Le 15 mai 1796, le général Bonaparte fit son entrée dans Milan à la tête de cette jeune armée qui venait de passer le pont de Lodi, et d’apprendre au monde qu’après tant de siècles César et Alexandre avaient un successeur. (Stendhal, La Chartreuse de Parme)

As you may have read in my posts about my book challenge, I have been reading about Napoleon Bonapart for some weeks now.

Whatever your views about the vast numbers of dead soldiers and civilians his wars left across Europe (and some other parts of the world as well) he was one of the most dynamic people who ever lived. His empire may have been transitory, but it still lives on in a myriad of ways -  law, arts, institutions, systems of government, to name a few.

There were two not-so-obvious things that struck me about him. One was how his “team” was able to show considerable personal initiative while still adhering to his overall direction. Not only that, they were remarkably stable and loyal to him personally over the years of the French Empire. The second thing that struck me was the extent to which Napoleon micro-managed his empire. This reminded me of how Philip II, a man of considerably less talent than Napoleon, micro-managed the enormous Spanish Empire.

> Work required
Print the text about Napoleon word for word from "Le 15 mai 1796, le" to "Chartreuse de Parme)". The lines come from a separate source.

> Given information

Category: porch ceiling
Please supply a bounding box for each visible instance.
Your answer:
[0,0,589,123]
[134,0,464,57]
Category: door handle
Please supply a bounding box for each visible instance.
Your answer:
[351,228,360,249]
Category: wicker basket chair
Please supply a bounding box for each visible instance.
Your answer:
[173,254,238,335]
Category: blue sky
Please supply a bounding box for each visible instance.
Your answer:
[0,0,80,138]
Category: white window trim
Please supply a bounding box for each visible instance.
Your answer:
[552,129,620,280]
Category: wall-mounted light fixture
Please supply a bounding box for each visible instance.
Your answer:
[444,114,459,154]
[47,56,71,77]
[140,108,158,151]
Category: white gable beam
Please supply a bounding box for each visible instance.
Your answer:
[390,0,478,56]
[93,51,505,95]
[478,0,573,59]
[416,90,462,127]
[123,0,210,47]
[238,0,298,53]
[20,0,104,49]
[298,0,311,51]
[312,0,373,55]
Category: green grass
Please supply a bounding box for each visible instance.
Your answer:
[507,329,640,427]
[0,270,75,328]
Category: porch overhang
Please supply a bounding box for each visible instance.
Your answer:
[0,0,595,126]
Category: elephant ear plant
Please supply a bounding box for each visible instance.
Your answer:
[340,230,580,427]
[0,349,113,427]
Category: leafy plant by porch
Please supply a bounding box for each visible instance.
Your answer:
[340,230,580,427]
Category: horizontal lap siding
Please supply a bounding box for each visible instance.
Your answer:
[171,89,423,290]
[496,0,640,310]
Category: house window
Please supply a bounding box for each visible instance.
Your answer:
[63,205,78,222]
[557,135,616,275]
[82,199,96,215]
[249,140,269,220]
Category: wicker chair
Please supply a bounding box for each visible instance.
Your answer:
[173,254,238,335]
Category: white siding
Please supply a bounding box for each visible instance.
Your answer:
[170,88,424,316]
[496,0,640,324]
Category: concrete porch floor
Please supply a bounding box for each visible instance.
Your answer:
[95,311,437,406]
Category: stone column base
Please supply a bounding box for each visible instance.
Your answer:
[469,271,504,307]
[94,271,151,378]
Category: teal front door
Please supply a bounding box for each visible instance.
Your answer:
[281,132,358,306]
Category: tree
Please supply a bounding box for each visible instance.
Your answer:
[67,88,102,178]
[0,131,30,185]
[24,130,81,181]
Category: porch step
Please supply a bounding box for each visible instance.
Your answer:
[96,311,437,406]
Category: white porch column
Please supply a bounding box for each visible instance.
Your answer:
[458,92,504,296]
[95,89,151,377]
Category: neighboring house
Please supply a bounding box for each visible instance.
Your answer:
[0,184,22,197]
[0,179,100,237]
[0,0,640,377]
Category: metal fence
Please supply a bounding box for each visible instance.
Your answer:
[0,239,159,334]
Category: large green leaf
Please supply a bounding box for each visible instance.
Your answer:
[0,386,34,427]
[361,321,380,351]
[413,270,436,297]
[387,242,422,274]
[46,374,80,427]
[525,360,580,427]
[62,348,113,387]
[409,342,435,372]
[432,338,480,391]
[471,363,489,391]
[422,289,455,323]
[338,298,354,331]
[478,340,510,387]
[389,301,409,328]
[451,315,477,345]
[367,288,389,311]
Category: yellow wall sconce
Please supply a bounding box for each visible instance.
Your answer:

> Exercise output
Le 15 mai 1796, le général Bonaparte fit son entrée dans Milan à la tête de cette jeune armée qui venait de passer le pont de Lodi, et d’apprendre au monde qu’après tant de siècles César et Alexandre avaient un successeur. (Stendhal, La Chartreuse de Parme)